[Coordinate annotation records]

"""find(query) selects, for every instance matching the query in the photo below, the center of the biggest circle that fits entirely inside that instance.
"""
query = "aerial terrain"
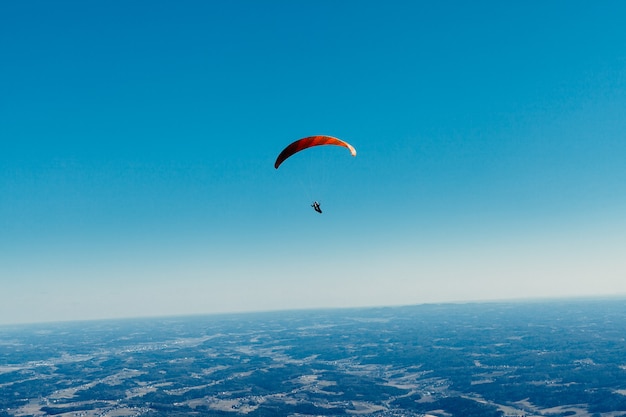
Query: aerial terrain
(549, 358)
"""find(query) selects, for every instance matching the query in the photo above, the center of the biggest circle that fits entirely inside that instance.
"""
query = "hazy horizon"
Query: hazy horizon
(138, 143)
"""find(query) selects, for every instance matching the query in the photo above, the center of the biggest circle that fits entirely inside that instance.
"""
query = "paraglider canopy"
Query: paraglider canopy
(309, 142)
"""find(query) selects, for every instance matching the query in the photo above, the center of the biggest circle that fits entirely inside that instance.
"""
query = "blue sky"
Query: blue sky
(138, 141)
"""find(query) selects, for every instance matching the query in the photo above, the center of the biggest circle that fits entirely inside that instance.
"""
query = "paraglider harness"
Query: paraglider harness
(316, 206)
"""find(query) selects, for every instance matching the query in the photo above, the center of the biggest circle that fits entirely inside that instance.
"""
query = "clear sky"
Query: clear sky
(137, 142)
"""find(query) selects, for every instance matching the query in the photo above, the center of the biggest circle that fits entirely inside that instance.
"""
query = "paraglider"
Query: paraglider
(316, 207)
(309, 142)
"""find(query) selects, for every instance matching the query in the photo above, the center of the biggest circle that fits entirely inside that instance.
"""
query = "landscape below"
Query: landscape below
(558, 358)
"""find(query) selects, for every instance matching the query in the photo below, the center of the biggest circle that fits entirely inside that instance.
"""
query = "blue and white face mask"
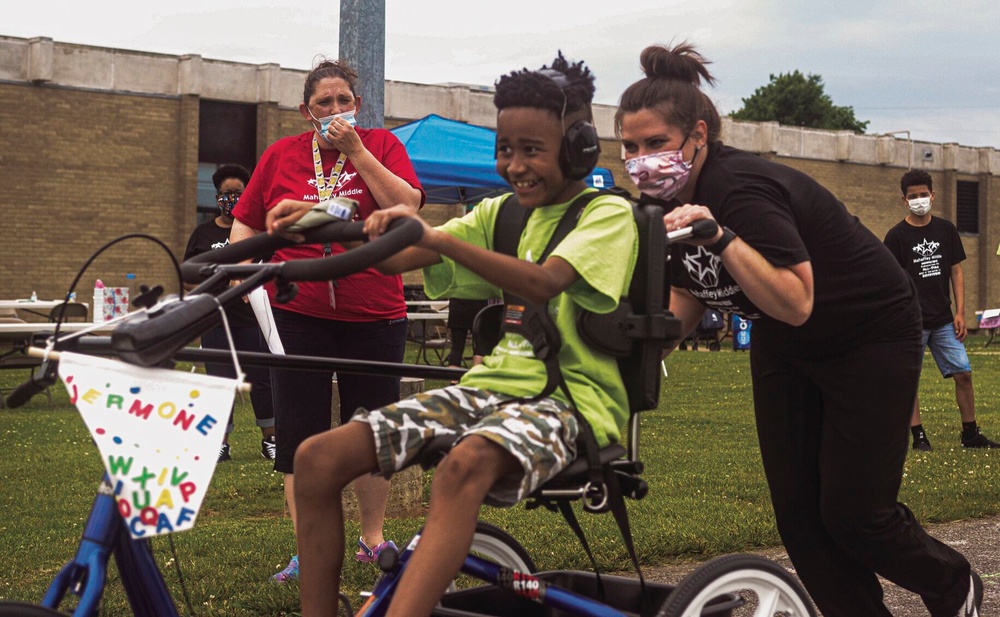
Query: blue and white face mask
(920, 206)
(325, 121)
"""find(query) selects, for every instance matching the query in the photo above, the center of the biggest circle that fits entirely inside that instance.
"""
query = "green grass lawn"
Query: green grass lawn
(707, 495)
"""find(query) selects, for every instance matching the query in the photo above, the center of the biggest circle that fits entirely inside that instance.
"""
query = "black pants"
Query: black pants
(833, 437)
(302, 399)
(246, 338)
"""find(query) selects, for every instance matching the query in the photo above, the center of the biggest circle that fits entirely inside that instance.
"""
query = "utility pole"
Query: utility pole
(362, 45)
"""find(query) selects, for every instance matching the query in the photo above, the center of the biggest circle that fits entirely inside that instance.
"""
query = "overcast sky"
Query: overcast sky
(932, 68)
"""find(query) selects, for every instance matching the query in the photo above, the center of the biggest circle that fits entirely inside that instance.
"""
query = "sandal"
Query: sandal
(290, 573)
(366, 554)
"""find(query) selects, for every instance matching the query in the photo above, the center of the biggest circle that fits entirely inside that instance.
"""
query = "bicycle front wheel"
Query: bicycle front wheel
(492, 543)
(762, 584)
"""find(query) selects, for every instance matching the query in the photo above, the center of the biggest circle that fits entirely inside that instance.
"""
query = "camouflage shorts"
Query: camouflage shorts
(541, 435)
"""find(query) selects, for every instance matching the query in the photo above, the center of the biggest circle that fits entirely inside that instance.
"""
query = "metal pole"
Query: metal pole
(362, 45)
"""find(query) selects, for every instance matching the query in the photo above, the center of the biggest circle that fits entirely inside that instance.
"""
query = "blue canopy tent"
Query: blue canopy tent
(454, 161)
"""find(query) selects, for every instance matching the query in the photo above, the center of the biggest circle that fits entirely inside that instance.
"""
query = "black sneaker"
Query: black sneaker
(974, 601)
(268, 448)
(979, 441)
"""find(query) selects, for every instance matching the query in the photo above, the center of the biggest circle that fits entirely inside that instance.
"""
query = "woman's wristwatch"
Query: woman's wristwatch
(728, 235)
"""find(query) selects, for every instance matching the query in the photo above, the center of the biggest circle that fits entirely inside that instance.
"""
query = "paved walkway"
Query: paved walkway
(977, 539)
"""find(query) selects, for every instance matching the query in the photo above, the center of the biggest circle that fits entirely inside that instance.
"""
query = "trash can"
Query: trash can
(741, 333)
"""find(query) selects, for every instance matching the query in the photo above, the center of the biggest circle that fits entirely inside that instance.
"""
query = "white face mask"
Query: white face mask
(920, 206)
(324, 122)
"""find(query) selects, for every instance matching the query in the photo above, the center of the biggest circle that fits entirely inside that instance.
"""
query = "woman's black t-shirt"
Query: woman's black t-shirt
(207, 237)
(860, 292)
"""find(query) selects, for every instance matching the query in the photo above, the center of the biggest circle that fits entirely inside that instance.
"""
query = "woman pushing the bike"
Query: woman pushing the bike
(836, 355)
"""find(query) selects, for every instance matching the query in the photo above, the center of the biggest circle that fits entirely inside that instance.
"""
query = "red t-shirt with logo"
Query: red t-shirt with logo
(286, 171)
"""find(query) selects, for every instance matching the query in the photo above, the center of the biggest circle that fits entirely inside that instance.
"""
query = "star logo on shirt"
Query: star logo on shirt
(926, 248)
(343, 179)
(703, 267)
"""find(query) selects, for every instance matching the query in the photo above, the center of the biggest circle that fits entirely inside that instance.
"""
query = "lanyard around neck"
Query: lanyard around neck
(324, 185)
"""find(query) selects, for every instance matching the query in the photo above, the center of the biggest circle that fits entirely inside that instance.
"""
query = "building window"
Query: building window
(967, 207)
(227, 133)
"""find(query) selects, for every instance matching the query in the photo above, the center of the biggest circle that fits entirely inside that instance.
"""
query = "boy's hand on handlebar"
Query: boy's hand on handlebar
(378, 221)
(285, 213)
(683, 216)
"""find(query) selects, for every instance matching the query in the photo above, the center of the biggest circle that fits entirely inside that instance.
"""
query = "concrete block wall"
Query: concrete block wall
(98, 142)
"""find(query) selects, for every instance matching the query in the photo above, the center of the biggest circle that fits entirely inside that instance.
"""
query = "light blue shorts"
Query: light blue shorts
(949, 353)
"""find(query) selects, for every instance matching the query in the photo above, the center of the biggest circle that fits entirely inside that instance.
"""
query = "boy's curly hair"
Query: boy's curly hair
(531, 88)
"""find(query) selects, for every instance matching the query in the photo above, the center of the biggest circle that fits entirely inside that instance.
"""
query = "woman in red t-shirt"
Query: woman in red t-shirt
(360, 317)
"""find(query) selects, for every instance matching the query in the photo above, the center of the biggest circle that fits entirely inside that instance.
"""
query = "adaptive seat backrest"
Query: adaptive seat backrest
(650, 326)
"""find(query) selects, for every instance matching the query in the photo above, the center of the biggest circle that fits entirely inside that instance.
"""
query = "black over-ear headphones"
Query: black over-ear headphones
(581, 148)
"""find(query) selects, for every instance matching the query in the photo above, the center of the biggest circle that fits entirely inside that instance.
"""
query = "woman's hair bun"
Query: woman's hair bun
(681, 62)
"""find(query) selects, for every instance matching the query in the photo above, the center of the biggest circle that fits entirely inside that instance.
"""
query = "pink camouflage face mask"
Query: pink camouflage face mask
(661, 175)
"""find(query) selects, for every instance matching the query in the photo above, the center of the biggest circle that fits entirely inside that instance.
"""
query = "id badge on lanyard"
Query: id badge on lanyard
(324, 187)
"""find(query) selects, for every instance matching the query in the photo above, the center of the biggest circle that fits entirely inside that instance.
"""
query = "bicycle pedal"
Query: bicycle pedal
(388, 560)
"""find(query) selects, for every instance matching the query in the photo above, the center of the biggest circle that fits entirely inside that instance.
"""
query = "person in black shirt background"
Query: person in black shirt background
(836, 353)
(930, 250)
(230, 180)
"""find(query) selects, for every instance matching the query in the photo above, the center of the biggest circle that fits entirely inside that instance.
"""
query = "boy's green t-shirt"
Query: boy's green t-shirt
(602, 248)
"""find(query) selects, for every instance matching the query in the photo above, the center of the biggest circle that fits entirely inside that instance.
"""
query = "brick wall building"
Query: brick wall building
(96, 143)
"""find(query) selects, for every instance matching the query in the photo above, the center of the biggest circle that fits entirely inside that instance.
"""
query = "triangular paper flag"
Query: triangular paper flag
(159, 432)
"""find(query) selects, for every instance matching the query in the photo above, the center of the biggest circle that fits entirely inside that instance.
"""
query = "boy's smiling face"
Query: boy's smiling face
(528, 143)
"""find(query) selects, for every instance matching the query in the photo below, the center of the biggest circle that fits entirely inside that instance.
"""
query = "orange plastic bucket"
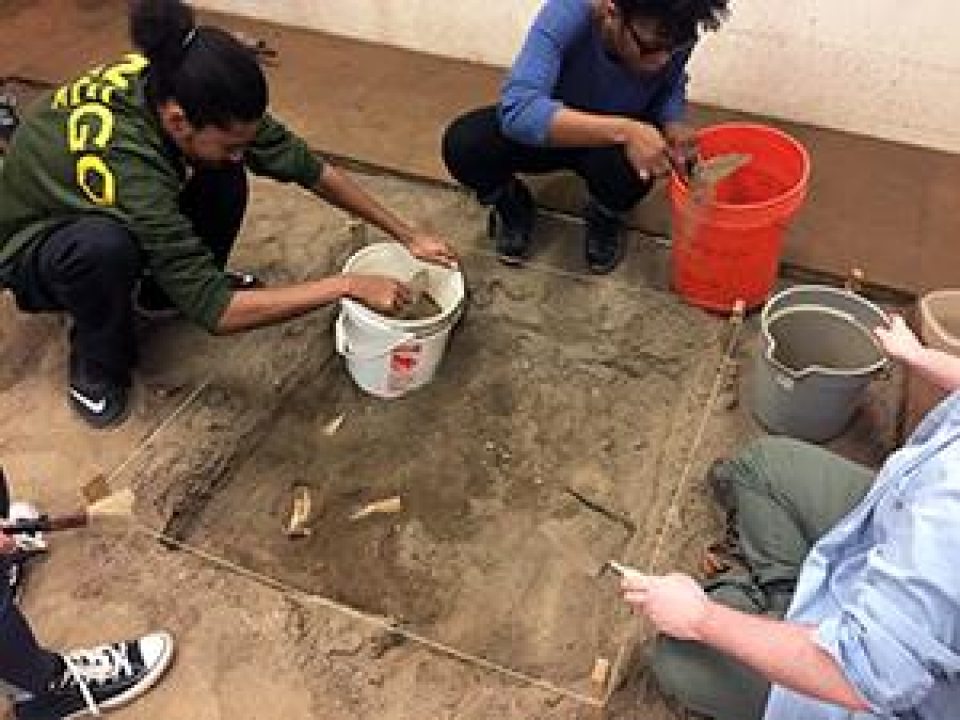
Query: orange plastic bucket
(728, 248)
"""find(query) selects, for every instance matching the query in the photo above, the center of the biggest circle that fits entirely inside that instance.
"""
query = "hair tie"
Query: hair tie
(188, 38)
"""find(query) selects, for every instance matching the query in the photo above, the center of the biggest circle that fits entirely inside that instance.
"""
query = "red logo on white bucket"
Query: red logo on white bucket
(403, 363)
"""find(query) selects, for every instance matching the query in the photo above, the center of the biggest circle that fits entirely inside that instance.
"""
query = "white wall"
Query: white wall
(886, 68)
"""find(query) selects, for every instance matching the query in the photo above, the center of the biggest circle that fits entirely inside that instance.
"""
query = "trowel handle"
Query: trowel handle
(47, 524)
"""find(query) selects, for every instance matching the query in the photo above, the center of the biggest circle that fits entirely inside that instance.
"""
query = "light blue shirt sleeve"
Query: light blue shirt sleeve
(894, 636)
(526, 104)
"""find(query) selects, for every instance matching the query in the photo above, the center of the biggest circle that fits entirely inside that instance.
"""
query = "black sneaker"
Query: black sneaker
(101, 678)
(604, 239)
(9, 120)
(96, 397)
(511, 222)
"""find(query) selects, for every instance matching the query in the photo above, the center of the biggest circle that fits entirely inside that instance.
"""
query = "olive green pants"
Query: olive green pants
(787, 494)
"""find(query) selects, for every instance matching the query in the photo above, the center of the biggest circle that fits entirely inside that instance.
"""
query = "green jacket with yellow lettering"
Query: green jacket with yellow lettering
(95, 146)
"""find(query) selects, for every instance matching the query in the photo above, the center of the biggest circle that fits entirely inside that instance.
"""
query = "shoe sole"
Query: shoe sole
(149, 680)
(96, 422)
(511, 260)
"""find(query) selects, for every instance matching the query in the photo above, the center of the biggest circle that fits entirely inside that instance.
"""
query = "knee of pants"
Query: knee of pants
(469, 140)
(708, 683)
(677, 666)
(99, 248)
(612, 180)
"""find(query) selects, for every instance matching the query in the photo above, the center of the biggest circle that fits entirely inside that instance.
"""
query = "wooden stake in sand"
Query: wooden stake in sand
(380, 507)
(301, 514)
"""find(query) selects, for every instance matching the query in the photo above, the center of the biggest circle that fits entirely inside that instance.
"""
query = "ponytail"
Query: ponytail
(214, 77)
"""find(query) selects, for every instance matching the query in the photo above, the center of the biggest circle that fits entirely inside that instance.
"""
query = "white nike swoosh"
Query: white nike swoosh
(95, 407)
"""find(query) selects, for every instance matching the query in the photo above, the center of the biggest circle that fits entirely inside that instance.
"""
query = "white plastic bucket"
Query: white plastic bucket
(385, 356)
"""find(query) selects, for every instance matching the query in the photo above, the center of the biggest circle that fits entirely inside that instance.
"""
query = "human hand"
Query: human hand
(431, 248)
(675, 604)
(8, 544)
(899, 341)
(646, 150)
(682, 148)
(378, 292)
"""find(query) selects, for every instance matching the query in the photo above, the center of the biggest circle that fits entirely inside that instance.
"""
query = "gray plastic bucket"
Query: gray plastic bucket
(816, 358)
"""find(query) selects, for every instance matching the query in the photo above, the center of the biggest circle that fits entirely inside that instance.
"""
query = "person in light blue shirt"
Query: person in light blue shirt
(599, 88)
(864, 567)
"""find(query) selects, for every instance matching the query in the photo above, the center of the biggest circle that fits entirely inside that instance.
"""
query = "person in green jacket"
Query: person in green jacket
(131, 181)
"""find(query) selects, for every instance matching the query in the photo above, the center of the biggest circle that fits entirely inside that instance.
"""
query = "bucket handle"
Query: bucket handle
(791, 373)
(343, 346)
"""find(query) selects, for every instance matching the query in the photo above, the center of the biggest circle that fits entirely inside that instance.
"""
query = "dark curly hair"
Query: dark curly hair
(214, 78)
(678, 20)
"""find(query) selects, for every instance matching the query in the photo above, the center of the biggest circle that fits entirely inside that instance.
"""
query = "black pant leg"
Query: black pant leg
(24, 665)
(477, 154)
(215, 200)
(88, 269)
(610, 177)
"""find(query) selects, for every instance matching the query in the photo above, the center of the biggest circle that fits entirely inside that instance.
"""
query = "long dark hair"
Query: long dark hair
(678, 20)
(214, 77)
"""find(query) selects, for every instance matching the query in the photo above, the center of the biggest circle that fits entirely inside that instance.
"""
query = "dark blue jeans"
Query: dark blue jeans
(480, 156)
(88, 268)
(23, 663)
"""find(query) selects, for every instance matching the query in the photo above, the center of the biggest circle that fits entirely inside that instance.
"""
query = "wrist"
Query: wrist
(345, 286)
(403, 234)
(710, 615)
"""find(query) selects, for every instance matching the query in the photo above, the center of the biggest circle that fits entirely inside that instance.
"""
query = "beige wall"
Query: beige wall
(879, 67)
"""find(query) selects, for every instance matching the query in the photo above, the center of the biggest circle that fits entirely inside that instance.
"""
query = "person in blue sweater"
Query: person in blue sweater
(598, 89)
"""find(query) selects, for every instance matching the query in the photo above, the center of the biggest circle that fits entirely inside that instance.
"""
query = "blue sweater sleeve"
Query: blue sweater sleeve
(671, 104)
(526, 103)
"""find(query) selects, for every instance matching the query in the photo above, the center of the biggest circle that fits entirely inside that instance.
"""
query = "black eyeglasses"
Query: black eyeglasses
(646, 46)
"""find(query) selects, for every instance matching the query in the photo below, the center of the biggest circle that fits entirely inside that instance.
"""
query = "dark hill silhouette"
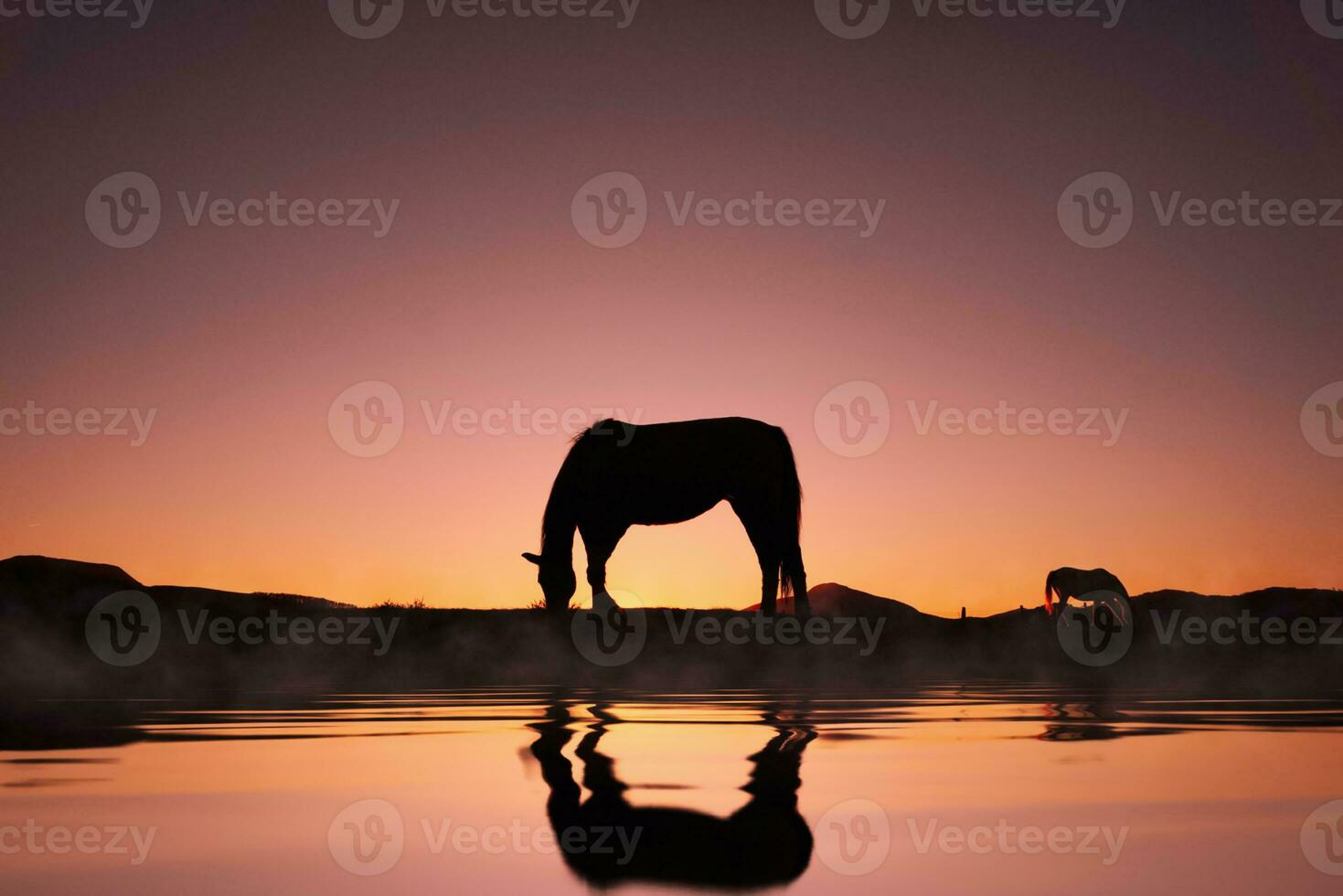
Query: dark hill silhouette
(833, 600)
(32, 581)
(37, 578)
(46, 603)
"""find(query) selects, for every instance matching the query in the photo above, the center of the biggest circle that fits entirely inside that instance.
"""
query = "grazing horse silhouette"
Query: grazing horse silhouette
(1067, 581)
(619, 475)
(766, 842)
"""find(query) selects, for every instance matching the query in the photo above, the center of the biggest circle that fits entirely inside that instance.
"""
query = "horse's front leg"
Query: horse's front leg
(599, 549)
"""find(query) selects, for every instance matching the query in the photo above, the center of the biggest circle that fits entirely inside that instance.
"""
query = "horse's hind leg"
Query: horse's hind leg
(798, 578)
(767, 552)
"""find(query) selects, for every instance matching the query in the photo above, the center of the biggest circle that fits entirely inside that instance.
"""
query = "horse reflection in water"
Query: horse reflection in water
(766, 842)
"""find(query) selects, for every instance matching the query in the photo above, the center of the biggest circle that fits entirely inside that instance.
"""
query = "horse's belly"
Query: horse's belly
(672, 509)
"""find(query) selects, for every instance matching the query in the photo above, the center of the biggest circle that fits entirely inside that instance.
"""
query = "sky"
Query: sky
(1199, 349)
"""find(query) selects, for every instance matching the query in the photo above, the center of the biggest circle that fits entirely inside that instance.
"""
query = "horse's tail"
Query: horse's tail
(793, 575)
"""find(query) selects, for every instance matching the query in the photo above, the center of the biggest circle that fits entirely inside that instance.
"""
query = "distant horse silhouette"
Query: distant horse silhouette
(619, 475)
(766, 842)
(1068, 583)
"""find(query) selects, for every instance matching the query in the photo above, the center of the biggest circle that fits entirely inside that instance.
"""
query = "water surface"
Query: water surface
(943, 789)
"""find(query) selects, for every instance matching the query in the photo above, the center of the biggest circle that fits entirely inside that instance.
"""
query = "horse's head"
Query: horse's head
(556, 579)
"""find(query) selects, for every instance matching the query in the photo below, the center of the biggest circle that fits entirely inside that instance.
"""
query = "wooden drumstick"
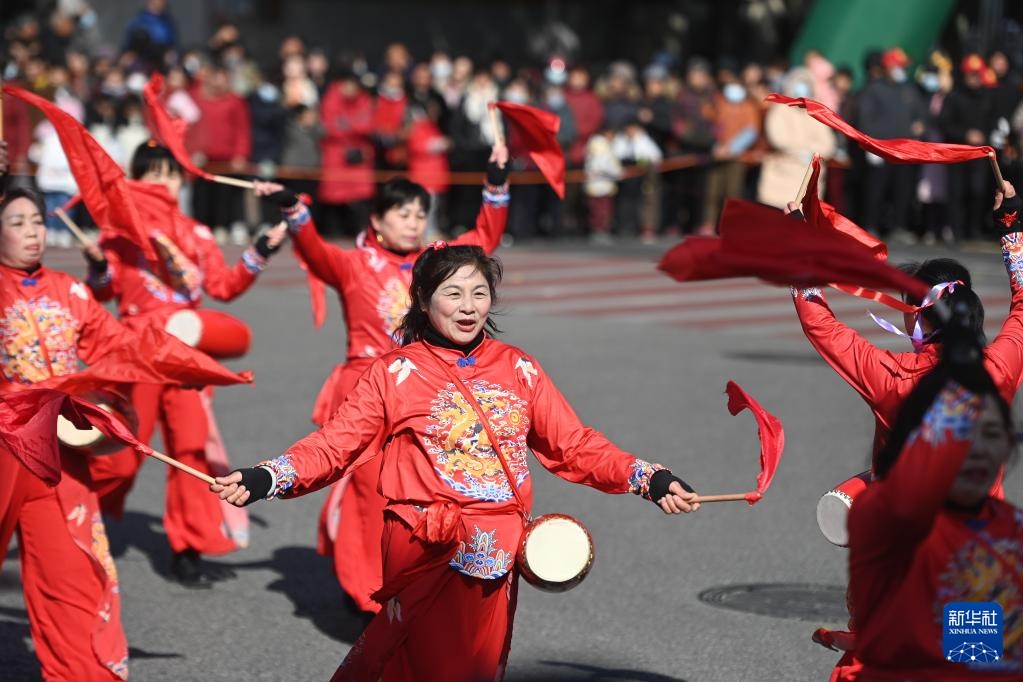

◆ BRIEF ◆
Copy out every line of the records above that contains the word "wooden".

◆ ANSWER FOR THIS EXERCISE ◆
query = "wooden stake in sand"
Query: wooden stake in sand
query = "wooden drumstick"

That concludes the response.